▶ **Aim of the exercise**
All of the data below must be repeated exactly.

[Dataset entries — start]

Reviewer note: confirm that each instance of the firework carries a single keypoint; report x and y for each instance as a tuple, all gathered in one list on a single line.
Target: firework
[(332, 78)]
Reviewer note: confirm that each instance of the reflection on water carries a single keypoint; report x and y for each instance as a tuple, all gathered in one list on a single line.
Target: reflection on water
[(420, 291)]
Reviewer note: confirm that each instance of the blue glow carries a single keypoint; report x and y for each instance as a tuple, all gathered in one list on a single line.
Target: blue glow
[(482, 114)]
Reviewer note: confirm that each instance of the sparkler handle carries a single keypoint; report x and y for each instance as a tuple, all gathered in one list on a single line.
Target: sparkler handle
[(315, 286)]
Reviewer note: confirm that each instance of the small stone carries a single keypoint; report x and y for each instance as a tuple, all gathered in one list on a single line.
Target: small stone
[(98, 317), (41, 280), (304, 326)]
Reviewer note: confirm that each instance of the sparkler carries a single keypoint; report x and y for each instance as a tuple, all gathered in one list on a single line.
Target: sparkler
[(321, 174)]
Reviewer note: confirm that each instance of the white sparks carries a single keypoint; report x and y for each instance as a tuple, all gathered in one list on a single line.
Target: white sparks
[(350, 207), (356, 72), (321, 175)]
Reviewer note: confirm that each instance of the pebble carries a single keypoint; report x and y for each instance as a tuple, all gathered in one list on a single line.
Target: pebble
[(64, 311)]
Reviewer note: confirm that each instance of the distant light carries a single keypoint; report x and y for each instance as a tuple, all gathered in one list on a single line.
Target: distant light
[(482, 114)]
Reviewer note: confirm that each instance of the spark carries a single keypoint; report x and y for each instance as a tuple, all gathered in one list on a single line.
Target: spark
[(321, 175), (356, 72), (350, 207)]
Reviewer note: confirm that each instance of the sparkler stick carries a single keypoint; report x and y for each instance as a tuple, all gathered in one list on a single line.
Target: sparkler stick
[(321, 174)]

[Dataset entries — finish]

▶ **Reply**
Reviewer note: confirm that each instance of the firework carries a single keypoint; report x and y for each instance as a tuple, all gathered in one list on a single line.
Target: firework
[(332, 78)]
Reviewer note: confirm that each instance of the reflection on water carries a single keypoint; report x and y for each instance as a tuple, all gathered in one list on a single line.
Target: reflection on water
[(420, 291)]
Reviewer note: confirm that each instance of the blue glow carries a single keypoint; report x and y for each instance as a tuple, all gathered in one list on a single line.
Target: blue glow
[(482, 114)]
Reviewer note: confirm that each instance of the sparkler handle carries a single keypoint; report x and y for each instance as a tuple, all gathered in one list on a single line.
Target: sparkler handle
[(315, 286)]
Reviewer note: confirm that each instance of the small stone carries a single keypoint; report x and y for each instance as a tuple, all gathered in one list on a single line.
Target: small stone
[(98, 317), (41, 280), (304, 326)]
Reviewer note: confirm that each instance of the sparkler carries a single keypoint; report x and y for each instance as a tuple, all gathered in one list on a single line.
Target: sparkler
[(321, 174)]
Reviewer note: confirm that each instance of the white sparks carries a single keypoint; report x and y for each instance as a tuple, all gathered in one list on a single line.
Target: white sparks
[(350, 207), (356, 72), (321, 175)]
Reviewer note: confirm that each instance of the pebble carries a single keypoint; report x and y for each instance as a tuple, all gathered in one list on a single line.
Target: pebble
[(64, 311)]
Reviewer note: confirm that each instance of the distant light carries a single keypoint; report x and y for each instance as a tuple, all gathered in one list on a single line.
Target: distant light
[(482, 114)]
Reviewer note: confirm that each instance of the spark carries a single keypoint; report x and y for each instance as a tuple, all gathered in one list on a single line.
Target: spark
[(321, 175), (356, 72), (350, 207)]
Reviewer note: confirm that each instance of the sparkler stick carries a single keypoint; report x and y for each instance as a tuple, all gathered in one list on a single line.
Target: sparkler stick
[(321, 174)]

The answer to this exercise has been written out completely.